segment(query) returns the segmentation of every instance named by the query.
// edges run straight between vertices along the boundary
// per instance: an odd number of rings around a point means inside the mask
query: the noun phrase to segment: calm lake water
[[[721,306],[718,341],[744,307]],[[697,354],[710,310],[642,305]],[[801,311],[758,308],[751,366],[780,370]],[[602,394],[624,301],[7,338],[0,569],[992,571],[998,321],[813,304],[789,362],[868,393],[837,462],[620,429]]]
● ● ●
- What you should do
Repeat, without changes, every line from the one that contains "along the boundary" through the final line of the data.

- Exercise result
// edges run straight between vertices along the boundary
// per instance: an odd number of rings around a point means inside the mask
query: the noun phrase to segment: calm lake water
[[[721,306],[718,341],[744,307]],[[697,354],[710,310],[642,305]],[[801,311],[758,308],[751,366],[780,370]],[[602,394],[624,301],[7,338],[0,569],[992,571],[998,321],[813,304],[789,362],[868,393],[837,462],[620,429]]]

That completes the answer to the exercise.